**Challenge**
Locate every line in the items below that contains the word "stone", and copy each of those lines. Case counts.

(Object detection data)
==================================================

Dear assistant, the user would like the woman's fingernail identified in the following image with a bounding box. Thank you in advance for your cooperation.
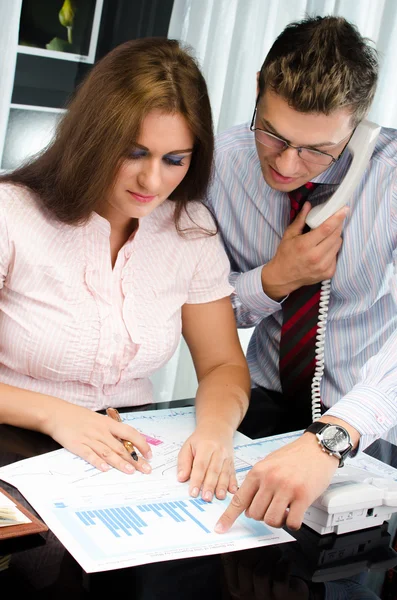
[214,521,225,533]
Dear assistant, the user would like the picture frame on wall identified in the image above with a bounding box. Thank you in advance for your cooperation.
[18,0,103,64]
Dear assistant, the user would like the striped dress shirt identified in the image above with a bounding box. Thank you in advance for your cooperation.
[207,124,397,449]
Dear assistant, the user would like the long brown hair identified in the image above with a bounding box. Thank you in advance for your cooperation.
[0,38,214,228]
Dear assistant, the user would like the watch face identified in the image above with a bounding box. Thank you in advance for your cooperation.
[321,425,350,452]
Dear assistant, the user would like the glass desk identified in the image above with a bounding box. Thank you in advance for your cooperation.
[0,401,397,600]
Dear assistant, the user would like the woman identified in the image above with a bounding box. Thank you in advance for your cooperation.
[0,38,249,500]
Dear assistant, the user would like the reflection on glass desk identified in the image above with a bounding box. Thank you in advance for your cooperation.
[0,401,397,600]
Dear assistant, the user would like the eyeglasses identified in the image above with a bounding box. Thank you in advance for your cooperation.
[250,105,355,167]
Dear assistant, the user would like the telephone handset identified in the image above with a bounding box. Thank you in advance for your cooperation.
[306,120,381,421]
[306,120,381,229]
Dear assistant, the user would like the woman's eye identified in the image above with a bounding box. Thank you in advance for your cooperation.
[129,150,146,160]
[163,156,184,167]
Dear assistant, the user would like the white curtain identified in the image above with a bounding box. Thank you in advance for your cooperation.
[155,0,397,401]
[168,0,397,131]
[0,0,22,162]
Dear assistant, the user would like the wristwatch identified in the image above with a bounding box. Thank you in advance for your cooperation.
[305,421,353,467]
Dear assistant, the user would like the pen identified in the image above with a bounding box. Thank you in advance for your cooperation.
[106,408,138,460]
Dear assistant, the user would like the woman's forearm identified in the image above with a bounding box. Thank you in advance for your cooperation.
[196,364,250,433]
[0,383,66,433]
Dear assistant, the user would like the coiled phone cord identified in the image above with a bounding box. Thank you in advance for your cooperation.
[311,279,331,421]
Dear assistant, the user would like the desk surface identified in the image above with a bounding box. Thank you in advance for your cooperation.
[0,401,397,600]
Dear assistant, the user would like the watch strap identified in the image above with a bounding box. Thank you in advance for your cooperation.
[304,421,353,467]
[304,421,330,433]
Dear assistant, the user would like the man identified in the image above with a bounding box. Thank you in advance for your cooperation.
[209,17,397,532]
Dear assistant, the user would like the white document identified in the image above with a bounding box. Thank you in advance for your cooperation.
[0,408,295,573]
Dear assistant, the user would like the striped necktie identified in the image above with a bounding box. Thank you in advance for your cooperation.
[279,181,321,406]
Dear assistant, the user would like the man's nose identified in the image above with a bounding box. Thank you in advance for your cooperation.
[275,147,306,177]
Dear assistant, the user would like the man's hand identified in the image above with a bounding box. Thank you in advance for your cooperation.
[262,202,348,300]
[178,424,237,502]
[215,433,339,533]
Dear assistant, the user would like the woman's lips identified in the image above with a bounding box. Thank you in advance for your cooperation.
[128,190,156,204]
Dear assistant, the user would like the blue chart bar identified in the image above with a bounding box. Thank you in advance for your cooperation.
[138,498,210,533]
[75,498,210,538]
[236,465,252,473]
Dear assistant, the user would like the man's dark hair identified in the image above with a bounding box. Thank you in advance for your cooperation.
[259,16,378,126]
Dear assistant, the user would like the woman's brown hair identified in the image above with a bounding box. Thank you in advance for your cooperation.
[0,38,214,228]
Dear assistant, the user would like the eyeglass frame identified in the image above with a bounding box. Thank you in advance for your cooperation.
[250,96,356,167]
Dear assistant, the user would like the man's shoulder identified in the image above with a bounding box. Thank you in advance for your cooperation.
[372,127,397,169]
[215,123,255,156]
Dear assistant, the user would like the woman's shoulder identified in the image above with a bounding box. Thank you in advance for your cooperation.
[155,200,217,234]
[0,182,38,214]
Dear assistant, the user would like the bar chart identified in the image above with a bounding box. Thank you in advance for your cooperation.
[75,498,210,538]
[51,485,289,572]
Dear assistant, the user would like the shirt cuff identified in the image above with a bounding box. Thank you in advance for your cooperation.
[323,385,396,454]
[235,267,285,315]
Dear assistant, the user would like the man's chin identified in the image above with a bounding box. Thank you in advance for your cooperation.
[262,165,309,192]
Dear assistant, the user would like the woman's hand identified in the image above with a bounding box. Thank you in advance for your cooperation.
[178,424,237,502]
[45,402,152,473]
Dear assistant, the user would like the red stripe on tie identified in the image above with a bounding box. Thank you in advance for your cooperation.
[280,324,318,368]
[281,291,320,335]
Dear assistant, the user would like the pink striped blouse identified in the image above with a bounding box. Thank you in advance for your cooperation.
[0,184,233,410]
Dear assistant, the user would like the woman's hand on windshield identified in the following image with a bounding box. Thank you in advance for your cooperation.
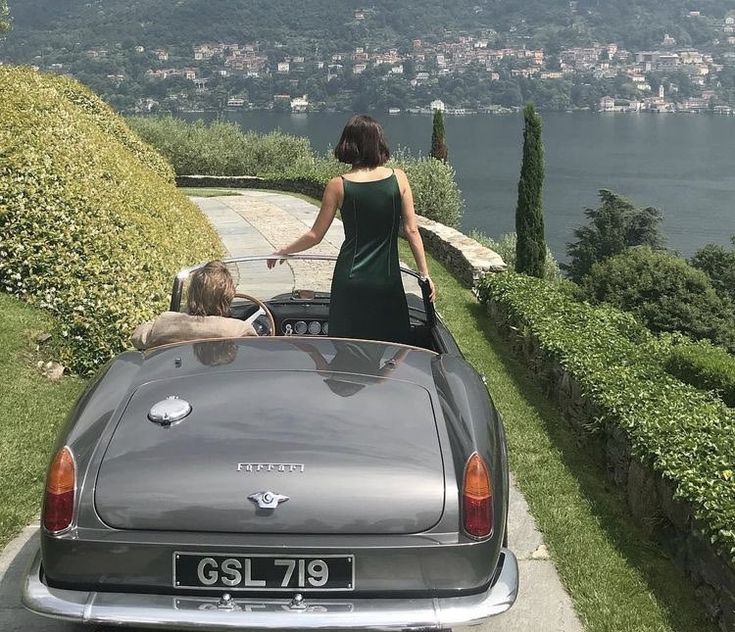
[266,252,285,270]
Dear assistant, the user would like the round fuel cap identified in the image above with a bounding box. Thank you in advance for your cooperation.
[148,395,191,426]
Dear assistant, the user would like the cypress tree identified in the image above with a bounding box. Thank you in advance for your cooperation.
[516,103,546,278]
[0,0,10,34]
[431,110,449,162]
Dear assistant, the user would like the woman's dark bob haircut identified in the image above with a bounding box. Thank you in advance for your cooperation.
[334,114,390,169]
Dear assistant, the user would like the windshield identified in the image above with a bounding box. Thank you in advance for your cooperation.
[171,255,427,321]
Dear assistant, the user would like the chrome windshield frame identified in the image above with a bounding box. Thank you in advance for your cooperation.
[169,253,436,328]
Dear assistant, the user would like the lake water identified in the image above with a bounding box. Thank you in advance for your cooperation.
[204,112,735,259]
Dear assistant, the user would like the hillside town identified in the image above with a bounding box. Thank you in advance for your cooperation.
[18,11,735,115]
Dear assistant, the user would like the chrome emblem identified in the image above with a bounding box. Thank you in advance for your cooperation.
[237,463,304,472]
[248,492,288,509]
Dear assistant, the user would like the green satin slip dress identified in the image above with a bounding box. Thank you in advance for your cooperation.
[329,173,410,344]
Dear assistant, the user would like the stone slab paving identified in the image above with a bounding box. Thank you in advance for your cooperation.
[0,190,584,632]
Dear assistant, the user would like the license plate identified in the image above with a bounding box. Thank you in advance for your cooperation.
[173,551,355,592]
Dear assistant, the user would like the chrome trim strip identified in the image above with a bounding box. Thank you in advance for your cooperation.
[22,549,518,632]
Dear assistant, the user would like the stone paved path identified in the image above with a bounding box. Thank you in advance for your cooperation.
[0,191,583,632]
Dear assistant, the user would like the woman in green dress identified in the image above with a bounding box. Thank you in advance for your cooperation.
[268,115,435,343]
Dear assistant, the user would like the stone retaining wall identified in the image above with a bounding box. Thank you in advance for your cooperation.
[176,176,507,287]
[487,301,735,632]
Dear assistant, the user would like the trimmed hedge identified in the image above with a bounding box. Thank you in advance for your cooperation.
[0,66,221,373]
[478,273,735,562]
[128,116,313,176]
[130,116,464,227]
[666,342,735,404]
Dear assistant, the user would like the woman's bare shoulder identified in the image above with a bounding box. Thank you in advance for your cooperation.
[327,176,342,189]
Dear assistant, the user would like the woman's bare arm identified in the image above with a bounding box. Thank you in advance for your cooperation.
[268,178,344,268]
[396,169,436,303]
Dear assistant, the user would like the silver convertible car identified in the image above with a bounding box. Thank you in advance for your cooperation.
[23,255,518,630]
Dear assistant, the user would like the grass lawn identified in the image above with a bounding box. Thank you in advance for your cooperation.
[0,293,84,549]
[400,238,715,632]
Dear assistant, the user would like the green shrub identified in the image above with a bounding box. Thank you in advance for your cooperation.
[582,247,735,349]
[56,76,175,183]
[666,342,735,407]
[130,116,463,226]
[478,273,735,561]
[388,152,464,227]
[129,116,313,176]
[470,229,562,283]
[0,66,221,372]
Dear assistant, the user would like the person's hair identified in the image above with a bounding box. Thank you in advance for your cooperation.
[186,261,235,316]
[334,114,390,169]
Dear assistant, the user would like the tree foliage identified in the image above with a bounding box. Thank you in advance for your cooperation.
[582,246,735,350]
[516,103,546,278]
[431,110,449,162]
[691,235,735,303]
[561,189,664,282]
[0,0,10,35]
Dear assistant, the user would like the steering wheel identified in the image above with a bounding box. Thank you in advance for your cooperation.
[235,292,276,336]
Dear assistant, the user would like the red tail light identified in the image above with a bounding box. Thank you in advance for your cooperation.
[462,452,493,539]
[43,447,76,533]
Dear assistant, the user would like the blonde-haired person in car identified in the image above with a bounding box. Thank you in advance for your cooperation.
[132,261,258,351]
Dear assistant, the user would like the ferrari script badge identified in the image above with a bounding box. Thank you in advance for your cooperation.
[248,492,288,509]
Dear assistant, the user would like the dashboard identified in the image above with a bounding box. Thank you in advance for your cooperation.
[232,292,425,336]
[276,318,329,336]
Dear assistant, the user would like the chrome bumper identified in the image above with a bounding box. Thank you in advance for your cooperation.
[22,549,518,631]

==================================================

**Written answer**
Dear assistant, the user would like the stone slab paving identified in the image above with a bounding box. Thank you in advance for your cooperation.
Dear assistant, the user would like the stone paved path identified in the image above with a bounding box. Thank you in advance for your cooperation.
Dear assistant, the user would like the stone retaining wall identified in the image above with a bounding box. Thank you in advance for your cooperation.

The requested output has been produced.